— begin —

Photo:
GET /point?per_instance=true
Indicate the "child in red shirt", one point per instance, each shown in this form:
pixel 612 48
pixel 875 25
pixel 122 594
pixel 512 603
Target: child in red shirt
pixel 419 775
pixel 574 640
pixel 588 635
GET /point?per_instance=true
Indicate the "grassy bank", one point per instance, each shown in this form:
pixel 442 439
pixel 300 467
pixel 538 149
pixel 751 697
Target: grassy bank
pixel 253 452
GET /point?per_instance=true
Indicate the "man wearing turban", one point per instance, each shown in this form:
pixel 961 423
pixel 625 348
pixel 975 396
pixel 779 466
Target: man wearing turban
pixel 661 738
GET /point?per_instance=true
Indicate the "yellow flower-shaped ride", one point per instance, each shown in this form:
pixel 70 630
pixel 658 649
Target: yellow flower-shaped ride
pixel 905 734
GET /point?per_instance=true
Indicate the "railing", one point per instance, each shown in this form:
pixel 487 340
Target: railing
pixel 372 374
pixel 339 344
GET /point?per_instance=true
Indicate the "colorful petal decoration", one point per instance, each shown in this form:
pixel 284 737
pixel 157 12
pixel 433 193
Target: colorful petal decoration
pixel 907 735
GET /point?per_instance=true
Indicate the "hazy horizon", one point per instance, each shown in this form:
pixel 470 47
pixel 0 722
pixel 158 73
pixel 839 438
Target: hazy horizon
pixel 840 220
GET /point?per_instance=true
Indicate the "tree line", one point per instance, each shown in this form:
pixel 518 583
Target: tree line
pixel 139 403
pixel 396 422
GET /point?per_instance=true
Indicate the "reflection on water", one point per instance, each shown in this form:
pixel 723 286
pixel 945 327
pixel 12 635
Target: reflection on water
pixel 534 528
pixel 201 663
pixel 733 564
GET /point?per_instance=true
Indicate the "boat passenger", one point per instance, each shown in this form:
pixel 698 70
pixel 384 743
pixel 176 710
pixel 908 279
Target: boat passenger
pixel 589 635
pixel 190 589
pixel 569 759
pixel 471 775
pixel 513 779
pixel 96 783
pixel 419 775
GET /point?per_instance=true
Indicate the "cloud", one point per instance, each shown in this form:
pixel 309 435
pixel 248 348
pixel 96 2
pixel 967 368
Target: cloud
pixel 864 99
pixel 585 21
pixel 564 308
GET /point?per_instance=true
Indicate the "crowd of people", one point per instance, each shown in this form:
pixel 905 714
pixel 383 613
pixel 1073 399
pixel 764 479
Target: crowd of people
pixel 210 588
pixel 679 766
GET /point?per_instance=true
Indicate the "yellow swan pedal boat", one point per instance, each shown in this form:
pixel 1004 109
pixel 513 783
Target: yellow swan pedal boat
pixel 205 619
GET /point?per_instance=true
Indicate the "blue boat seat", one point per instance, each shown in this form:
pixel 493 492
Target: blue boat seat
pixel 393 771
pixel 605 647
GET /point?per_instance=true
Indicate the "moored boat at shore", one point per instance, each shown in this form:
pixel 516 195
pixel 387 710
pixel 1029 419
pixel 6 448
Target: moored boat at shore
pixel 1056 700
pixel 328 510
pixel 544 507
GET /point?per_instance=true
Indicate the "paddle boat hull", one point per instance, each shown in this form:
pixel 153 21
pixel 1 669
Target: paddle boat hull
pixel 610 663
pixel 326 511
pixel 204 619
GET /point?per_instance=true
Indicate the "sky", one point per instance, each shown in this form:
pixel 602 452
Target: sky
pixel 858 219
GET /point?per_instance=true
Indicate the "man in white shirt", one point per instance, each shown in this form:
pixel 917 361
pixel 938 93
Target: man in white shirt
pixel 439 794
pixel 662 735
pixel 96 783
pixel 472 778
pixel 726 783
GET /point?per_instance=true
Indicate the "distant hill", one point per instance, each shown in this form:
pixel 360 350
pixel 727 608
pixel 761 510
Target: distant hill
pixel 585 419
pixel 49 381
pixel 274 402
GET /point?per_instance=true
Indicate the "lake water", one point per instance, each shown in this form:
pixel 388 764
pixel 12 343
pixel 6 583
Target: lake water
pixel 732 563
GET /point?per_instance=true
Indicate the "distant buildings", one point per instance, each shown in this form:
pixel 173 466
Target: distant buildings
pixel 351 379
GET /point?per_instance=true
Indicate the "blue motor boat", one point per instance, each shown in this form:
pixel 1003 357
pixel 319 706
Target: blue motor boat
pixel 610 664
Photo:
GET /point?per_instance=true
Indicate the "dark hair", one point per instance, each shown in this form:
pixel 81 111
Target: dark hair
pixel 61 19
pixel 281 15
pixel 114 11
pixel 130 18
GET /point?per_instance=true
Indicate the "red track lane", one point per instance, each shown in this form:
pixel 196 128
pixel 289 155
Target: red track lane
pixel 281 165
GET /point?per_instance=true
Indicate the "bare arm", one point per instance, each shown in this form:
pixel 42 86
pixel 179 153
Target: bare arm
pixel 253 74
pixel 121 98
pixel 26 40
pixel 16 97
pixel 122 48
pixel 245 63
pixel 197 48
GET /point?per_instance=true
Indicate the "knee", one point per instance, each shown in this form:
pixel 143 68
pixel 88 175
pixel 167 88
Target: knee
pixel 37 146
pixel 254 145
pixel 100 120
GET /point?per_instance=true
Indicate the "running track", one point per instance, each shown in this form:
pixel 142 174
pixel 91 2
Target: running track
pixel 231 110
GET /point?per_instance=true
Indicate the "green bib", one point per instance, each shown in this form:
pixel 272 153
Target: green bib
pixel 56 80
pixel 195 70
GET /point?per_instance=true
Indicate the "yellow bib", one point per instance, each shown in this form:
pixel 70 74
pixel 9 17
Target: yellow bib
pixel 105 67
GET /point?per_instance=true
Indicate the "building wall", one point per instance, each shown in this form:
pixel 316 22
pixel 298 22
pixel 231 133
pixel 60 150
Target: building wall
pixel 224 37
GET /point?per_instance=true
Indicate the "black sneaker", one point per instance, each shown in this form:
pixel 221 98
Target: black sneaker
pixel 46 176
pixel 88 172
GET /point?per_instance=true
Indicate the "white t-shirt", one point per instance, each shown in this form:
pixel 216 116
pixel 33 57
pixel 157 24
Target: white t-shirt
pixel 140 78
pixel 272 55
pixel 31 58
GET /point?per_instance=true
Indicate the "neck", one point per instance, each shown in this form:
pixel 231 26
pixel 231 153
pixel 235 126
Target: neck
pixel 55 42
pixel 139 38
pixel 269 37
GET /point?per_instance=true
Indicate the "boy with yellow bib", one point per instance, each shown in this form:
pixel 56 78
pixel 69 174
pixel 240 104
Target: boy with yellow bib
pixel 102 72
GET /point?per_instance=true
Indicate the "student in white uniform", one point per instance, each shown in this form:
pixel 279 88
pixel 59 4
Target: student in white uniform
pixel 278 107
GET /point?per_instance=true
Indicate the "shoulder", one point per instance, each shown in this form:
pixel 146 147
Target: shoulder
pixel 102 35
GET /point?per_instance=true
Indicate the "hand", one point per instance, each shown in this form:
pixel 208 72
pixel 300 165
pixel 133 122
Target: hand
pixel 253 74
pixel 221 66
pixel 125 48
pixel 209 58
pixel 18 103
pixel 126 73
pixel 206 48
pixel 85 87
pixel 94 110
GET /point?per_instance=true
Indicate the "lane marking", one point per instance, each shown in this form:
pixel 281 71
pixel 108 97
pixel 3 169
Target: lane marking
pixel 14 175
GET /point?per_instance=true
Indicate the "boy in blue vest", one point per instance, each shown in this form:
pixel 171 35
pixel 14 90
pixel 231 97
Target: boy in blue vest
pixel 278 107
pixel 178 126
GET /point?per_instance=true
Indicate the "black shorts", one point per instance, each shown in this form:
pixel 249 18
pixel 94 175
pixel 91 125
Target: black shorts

— end —

What you are asked to do.
Copy out the whole listing exactly as written.

Output of the task.
Photo:
GET /point?per_instance=true
Indicate the "child in red shirt", one point per instance, each shown in this form:
pixel 612 48
pixel 875 25
pixel 122 594
pixel 512 603
Target: child in red shirt
pixel 419 775
pixel 574 640
pixel 588 635
GET /point?per_instance=true
Indicate the "grassy bank", one point per instance, each shown in this form:
pixel 442 439
pixel 300 467
pixel 538 149
pixel 751 697
Target: grassy bank
pixel 253 452
GET /point?per_instance=true
Indicate the "man wearing turban", one point per instance, each shown in this form:
pixel 961 423
pixel 625 348
pixel 975 396
pixel 779 466
Target: man wearing turban
pixel 661 738
GET /point?per_instance=true
Indicate the "yellow flower-shaped ride", one point per instance, each shown in this form:
pixel 70 630
pixel 658 649
Target: yellow flower-shaped ride
pixel 905 734
GET /point?per_instance=true
Indicate the "railing", one point per instance, each shown in this form:
pixel 487 340
Target: railing
pixel 372 374
pixel 339 344
GET /point?per_instance=true
Indicate the "colorful petal decoration", one point per instance, each shown in this form:
pixel 284 737
pixel 157 12
pixel 433 193
Target: colorful petal decoration
pixel 907 735
GET /point?per_instance=true
Indicate the "hazy horizon", one point per instance, each shown in this form:
pixel 470 47
pixel 0 722
pixel 158 73
pixel 839 438
Target: hazy horizon
pixel 840 220
GET /point?per_instance=true
Indicate the "tree line", one point per instance, each shown in this form:
pixel 518 583
Target: tree line
pixel 139 403
pixel 396 422
GET /point?per_instance=true
Indicate the "reflection on water", one point per instance, each shown in this form:
pixel 723 286
pixel 945 327
pixel 12 635
Target: reflection on water
pixel 534 528
pixel 201 663
pixel 733 564
GET /point?per_instance=true
Indicate the "boat passenger", one point per instance, each shown in this form:
pixel 698 70
pixel 384 743
pixel 176 710
pixel 908 279
Target: boat passenger
pixel 589 635
pixel 190 589
pixel 569 759
pixel 471 775
pixel 513 779
pixel 96 783
pixel 419 775
GET /point?per_instance=true
Indicate the "cloud", one point per instance, each shown in this form:
pixel 309 435
pixel 248 348
pixel 96 2
pixel 967 368
Target: cloud
pixel 864 99
pixel 585 21
pixel 564 308
GET /point?per_instance=true
Indicate the "crowd of people", one point per instance, each shown in this form:
pixel 905 714
pixel 383 613
pixel 1073 399
pixel 764 479
Target: crowd of people
pixel 210 588
pixel 679 766
GET /point?per_instance=true
Indicate the "yellow swan pedal boat", one point per instance, each shown in this form:
pixel 1004 109
pixel 513 783
Target: yellow swan pedal boat
pixel 205 619
GET /point?per_instance=true
Indicate the "blue boat seat", one point per instance, each shown in this form:
pixel 493 492
Target: blue boat seat
pixel 393 771
pixel 605 647
GET /point?per_instance=true
Indicate the "moored boat at shore", one point per instance, each shown in this form:
pixel 516 195
pixel 387 710
pixel 1029 419
pixel 6 448
Target: moored boat at shore
pixel 1056 700
pixel 328 510
pixel 544 507
GET /point?per_instance=true
Indicate the "paddle boat hull", one point per instance, each shown in this form:
pixel 153 21
pixel 1 669
Target: paddle boat hull
pixel 610 663
pixel 326 511
pixel 204 619
GET /point?per_instance=true
Indicate the "sky", one point per instance, each shown in this form:
pixel 602 452
Target: sky
pixel 858 219
GET /point?per_instance=true
Indicate the "man in white shirt", one point per instance, each shown in this form:
pixel 917 361
pixel 938 93
Target: man in white shirt
pixel 439 794
pixel 662 735
pixel 96 783
pixel 472 778
pixel 726 783
GET /point?per_instance=true
Indicate the "distant hill", one point per instance, each shown in this form:
pixel 360 350
pixel 727 608
pixel 761 510
Target: distant hill
pixel 585 419
pixel 49 381
pixel 274 402
GET /point?per_instance=true
Indicate the "lake water", one point per instance, each shown in this form:
pixel 388 764
pixel 12 343
pixel 6 583
Target: lake water
pixel 732 563
GET /point?per_instance=true
Indicate the "distant buildings", one point per instance, each shown in this form:
pixel 173 466
Target: distant buildings
pixel 351 379
GET /point?per_instance=true
Indicate the "blue motor boat", one point per instance, each shown in this form:
pixel 1003 357
pixel 319 706
Target: blue motor boat
pixel 610 664
Photo:
GET /point?per_instance=true
Indicate the "dark hair", one point per instance, each shown in this form:
pixel 81 111
Target: dark hair
pixel 61 19
pixel 281 15
pixel 114 11
pixel 130 18
GET /point?per_instance=true
Indicate the "red track lane", one point per instance, each shown in this form:
pixel 196 128
pixel 289 155
Target: red track lane
pixel 281 165
GET /point?per_instance=true
Indicate the "bare arm", one point per instance, each shown in this form:
pixel 42 86
pixel 179 153
Target: bare arm
pixel 253 74
pixel 121 98
pixel 26 40
pixel 16 97
pixel 122 48
pixel 245 63
pixel 197 48
GET /point?per_instance=true
Indicate the "knee", one point per instance, each shown in this form:
pixel 143 68
pixel 88 175
pixel 167 88
Target: knee
pixel 37 146
pixel 254 145
pixel 100 120
GET /point?per_instance=true
Indicate the "running track", one point per instance, each shown in this form:
pixel 142 174
pixel 91 2
Target: running track
pixel 231 110
GET /point?per_instance=true
Indicate the "green bib", one point per instance, each shown in this form:
pixel 272 153
Target: green bib
pixel 56 80
pixel 195 70
GET /point?per_instance=true
Indicate the "yellow bib", one point per instance, each shown in this form:
pixel 70 74
pixel 9 17
Target: yellow bib
pixel 105 67
GET /point?per_instance=true
Indicate the "building wall", one point per instance, each shown in this form:
pixel 316 22
pixel 298 22
pixel 231 133
pixel 60 150
Target: building wall
pixel 224 37
GET /point?per_instance=true
Indicate the "black sneaker", one point per instance, each shown in this form:
pixel 221 98
Target: black sneaker
pixel 46 176
pixel 88 172
GET /point?per_instance=true
Indicate the "white t-shirt", one point per instance, each shown in this form:
pixel 216 116
pixel 33 57
pixel 157 24
Target: white t-shirt
pixel 140 78
pixel 272 55
pixel 31 58
GET /point?per_instance=true
Indicate the "neck", one point per instance, each shown in this form:
pixel 231 26
pixel 231 153
pixel 235 126
Target: neck
pixel 55 42
pixel 139 38
pixel 269 37
GET /point?per_instance=true
Indicate the "boy with yellow bib", one point per instance, each shown in this form:
pixel 56 78
pixel 69 174
pixel 240 104
Target: boy with yellow bib
pixel 102 72
GET /point?per_instance=true
Indicate the "student in white uniform", one point per instance, each shown in this form:
pixel 279 88
pixel 59 4
Target: student in white uniform
pixel 278 107
GET /point?per_instance=true
Indicate the "shoulder", one point per instance, each shown in this form:
pixel 146 147
Target: shoulder
pixel 102 35
GET /point?per_instance=true
Indicate the "hand", one point per instance, each shown in this form:
pixel 208 72
pixel 300 165
pixel 133 122
Target: hand
pixel 253 74
pixel 221 66
pixel 125 48
pixel 209 58
pixel 18 103
pixel 126 73
pixel 206 48
pixel 85 87
pixel 94 110
GET /point?per_instance=true
Indicate the "lane marking", one point per instance, each shown in this form:
pixel 281 71
pixel 108 97
pixel 3 169
Target: lane marking
pixel 14 175
GET /point?per_instance=true
Indicate the "boy in blue vest", one point per instance, each shown in this form:
pixel 171 35
pixel 14 90
pixel 231 97
Target: boy in blue vest
pixel 278 107
pixel 178 126
GET /point?per_instance=true
Indicate the "black shorts", one point per instance, each shown in this form:
pixel 249 18
pixel 94 175
pixel 91 125
Target: black shorts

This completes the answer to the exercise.